> [REQUIRED TASK]: Reproduce each of the records below word for word, and leave the pictures out of your answer.

[Excerpts from the point annotation data]
---

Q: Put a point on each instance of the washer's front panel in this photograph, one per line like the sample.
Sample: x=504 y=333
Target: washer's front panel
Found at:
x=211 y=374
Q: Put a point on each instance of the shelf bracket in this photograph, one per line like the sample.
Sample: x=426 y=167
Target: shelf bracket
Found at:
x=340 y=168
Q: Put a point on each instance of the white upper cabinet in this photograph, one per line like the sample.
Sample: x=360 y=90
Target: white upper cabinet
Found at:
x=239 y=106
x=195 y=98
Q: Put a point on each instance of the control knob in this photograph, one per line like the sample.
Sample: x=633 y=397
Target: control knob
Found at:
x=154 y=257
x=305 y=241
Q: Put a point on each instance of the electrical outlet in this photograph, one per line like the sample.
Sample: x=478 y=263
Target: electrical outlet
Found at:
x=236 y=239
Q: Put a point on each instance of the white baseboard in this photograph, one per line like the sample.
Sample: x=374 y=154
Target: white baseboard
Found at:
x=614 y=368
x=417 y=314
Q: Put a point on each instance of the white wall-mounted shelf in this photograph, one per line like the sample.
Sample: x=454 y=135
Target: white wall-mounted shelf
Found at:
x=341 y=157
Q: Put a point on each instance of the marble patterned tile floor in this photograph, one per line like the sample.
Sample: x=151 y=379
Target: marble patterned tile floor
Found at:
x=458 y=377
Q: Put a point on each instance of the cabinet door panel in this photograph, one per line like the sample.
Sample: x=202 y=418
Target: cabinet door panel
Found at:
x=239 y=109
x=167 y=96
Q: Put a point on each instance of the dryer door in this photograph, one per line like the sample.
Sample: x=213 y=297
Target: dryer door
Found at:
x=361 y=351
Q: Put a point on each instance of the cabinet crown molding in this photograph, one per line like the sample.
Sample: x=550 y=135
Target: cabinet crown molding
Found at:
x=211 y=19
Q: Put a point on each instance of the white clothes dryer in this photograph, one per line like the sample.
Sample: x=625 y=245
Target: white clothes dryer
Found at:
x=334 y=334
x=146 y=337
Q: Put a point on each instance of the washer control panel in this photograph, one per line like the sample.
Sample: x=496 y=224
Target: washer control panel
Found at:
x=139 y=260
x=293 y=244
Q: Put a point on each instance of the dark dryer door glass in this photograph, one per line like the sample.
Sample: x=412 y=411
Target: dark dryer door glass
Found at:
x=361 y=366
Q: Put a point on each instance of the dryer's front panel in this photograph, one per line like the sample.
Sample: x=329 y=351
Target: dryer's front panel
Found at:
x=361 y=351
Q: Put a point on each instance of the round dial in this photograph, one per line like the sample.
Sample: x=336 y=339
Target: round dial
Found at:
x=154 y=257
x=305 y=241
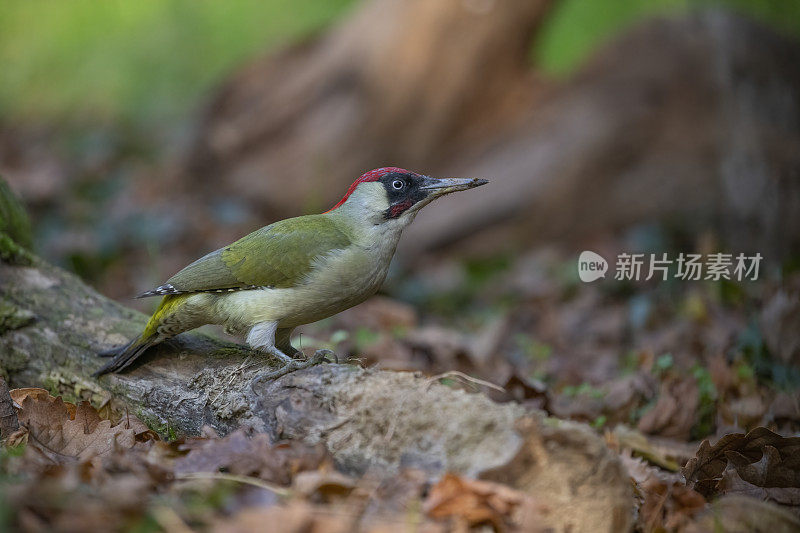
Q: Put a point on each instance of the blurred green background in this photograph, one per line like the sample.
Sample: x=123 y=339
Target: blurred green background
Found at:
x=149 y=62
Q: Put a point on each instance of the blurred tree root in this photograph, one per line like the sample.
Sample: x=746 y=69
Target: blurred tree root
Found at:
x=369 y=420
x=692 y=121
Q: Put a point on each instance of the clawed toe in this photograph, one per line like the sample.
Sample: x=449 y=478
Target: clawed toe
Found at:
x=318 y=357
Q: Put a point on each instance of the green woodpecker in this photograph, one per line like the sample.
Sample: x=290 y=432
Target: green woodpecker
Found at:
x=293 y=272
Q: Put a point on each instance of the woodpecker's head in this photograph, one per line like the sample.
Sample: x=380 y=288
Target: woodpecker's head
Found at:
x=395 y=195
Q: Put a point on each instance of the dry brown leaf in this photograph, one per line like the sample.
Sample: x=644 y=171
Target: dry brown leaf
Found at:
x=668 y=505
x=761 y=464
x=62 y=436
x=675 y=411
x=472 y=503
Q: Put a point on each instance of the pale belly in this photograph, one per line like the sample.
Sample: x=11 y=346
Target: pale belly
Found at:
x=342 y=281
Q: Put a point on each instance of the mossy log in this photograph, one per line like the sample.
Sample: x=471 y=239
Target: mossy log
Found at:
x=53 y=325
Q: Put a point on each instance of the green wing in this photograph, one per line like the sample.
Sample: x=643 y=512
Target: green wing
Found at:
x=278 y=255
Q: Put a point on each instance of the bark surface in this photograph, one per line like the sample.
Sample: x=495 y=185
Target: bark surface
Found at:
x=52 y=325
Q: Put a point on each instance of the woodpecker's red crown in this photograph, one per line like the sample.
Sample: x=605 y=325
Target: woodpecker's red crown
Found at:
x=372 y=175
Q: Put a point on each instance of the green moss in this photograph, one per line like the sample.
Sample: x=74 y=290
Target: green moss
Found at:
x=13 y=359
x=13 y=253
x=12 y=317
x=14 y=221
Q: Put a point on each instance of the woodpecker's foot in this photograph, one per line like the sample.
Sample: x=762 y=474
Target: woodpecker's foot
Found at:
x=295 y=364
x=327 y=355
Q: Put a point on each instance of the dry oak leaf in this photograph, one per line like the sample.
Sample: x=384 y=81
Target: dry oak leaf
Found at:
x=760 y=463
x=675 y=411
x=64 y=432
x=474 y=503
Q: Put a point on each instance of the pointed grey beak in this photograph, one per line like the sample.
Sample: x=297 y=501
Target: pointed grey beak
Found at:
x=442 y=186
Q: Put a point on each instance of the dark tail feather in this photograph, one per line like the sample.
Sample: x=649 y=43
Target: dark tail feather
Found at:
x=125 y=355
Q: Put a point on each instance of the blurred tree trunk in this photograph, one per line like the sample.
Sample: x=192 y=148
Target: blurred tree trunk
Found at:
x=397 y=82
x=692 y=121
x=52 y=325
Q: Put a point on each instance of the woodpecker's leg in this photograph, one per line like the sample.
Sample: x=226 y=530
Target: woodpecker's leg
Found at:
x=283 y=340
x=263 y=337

---

> [RESPONSE FOR THIS EXERCISE]:
Q: Put a point on each instance of the washer's front panel in this photograph, one per line like the sample.
Sample: x=504 y=333
Target: washer's front panel
Found at:
x=211 y=374
Q: Put a point on each instance of the shelf bracket in this photograph, one per line like the sample.
Sample: x=426 y=167
Target: shelf bracket
Found at:
x=340 y=168
Q: Put a point on each instance of the white upper cabinet in this photograph, one per line like the sample.
Sample: x=360 y=90
Target: white upper cabinet
Found at:
x=239 y=106
x=195 y=98
Q: Put a point on each instance of the control knob in this photograph, one per line like the sample.
Sample: x=633 y=397
Target: control knob
Found at:
x=154 y=257
x=305 y=241
Q: Put a point on each instance of the electrical outlet in this photograph, one per line like the sample.
Sample: x=478 y=263
Target: electrical outlet
Found at:
x=236 y=239
Q: Put a point on each instance of the white baseboard in this photograph, one per line like the sample.
Sample: x=374 y=154
Target: white baseboard
Found at:
x=614 y=368
x=417 y=314
Q: Put a point on each instance of the white wall-mounted shelf in this photograph, one per line like the sample.
Sample: x=454 y=135
Target: white wall-mounted shelf
Found at:
x=341 y=157
Q: Put a point on each instance of the marble patterned tile floor in this photograph, one per line like the sample.
Sample: x=151 y=379
Target: marble patterned tile floor
Found at:
x=458 y=377
Q: Put a point on each instance of the cabinet door panel in this photograph, one per line like the sample.
Sample: x=202 y=418
Target: cabinet door panel
Found at:
x=239 y=109
x=167 y=96
Q: Put a point on each instance of the dryer door in this photograph, one per line like the sample.
Sample: x=213 y=297
Target: dryer door
Found at:
x=361 y=351
Q: Put a point on each instance of the cabinet crown molding in this photograph, one per line like the sample.
Sample: x=550 y=135
Target: cabinet crown molding
Found at:
x=211 y=19
Q: Put a point on each instance of the white clothes dryer in this photograph, one per line like the sample.
Sample: x=625 y=245
Target: white clothes dryer
Found at:
x=334 y=334
x=146 y=337
Q: Put a point on each instance of the washer control panel in this photograph, one per line like the sample.
Sample: x=496 y=224
Target: washer control panel
Found at:
x=139 y=260
x=293 y=244
Q: Put a point on each instance of the dark dryer door glass in this photograph, one per line like the sample.
Sample: x=412 y=411
Target: dark dryer door glass
Found at:
x=361 y=366
Q: Put a point on each instance of the dryer's front panel in this photograph, one per line like the sample.
Sample: x=329 y=351
Target: dryer's front panel
Found at:
x=361 y=351
Q: Put a point on each instance of the round dial in this photograph, one per line like the sample.
Sample: x=336 y=339
Target: round dial
Found at:
x=154 y=257
x=305 y=241
Q: Put a point on each instance of the blurred green background in this photograph, one per line like the sample.
Sample: x=123 y=339
Target: blurred green background
Found at:
x=149 y=62
Q: Put a point on each instance of the blurred tree root in this photograph, one per line like the sample.
Sample: x=746 y=69
Target: blurred tree root
Found at:
x=369 y=420
x=692 y=121
Q: Put a point on each instance of the clawed toe in this photograph, one per line like the sample.
Sample: x=449 y=478
Target: clawed toe
Found at:
x=318 y=357
Q: Put a point on each instance of the green woodpecker in this photograph, one per line like the sample.
Sample: x=290 y=432
Target: green woodpecker
Found at:
x=293 y=272
Q: Put a point on each instance of the woodpecker's head in this photograph, one per line like the sample.
Sample: x=380 y=288
Target: woodpecker's head
Found at:
x=395 y=195
Q: Put a point on each instance of the dry brown leaf in this photograph, one per line like the sample.
Sample: x=644 y=171
Target: dry brown leaf
Found at:
x=668 y=505
x=761 y=464
x=62 y=436
x=675 y=411
x=472 y=503
Q: Put a point on each instance of the pale belly in this photograph, one per line like the sample.
Sample: x=11 y=346
Target: pale belly
Found at:
x=342 y=281
Q: Put a point on each instance of the mossy log in this photograph, one per line like the sample.
Sample: x=471 y=239
Target: mossy log
Found at:
x=53 y=325
Q: Put a point on each instance of the green wing in this photograph, one per line like the sample.
Sample: x=643 y=512
Target: green wing
Found at:
x=278 y=255
Q: Put a point on each instance of the bark surface in this photograph, one per line like the sample.
Sample: x=495 y=185
Target: bark surface
Found at:
x=52 y=325
Q: Put a point on each instance of the woodpecker's red crown in this photograph, one per line like the sample.
Sample: x=605 y=325
Target: woodpecker's red crown
Found at:
x=372 y=175
Q: Put a point on each instance of the green moss in this photograph, one per line like the sample.
Sample: x=74 y=290
Target: green moss
Found at:
x=13 y=359
x=13 y=253
x=12 y=317
x=14 y=221
Q: Put a point on each instance of the woodpecker's foot in this photograph, one per line like the sample.
Sample: x=762 y=474
Target: woodpecker's foot
Found at:
x=295 y=364
x=327 y=355
Q: Put a point on each instance of the dry oak leaf in this photograph, one per line like the sample.
Sample: x=384 y=81
Target: dry oak leaf
Found at:
x=760 y=463
x=675 y=411
x=64 y=432
x=474 y=503
Q: Put a point on each instance of the pointed grey beak in this photograph, one per line like the sample.
Sample: x=297 y=501
Target: pointed grey beak
Found at:
x=442 y=186
Q: Put a point on each instance of the dark tail feather in this photograph, one per line like the sample.
Sample: x=649 y=43
Target: dark tail feather
Found at:
x=125 y=355
Q: Put a point on each instance of the blurred tree trunk in this photograph, one per line like the sample.
Sample: x=192 y=148
Target: blurred tree trunk
Found at:
x=397 y=82
x=692 y=121
x=52 y=325
Q: Put a point on each instance of the woodpecker's leg in this photograph, one per line like the sample.
Sample: x=226 y=530
Target: woodpecker's leg
Found at:
x=283 y=340
x=263 y=337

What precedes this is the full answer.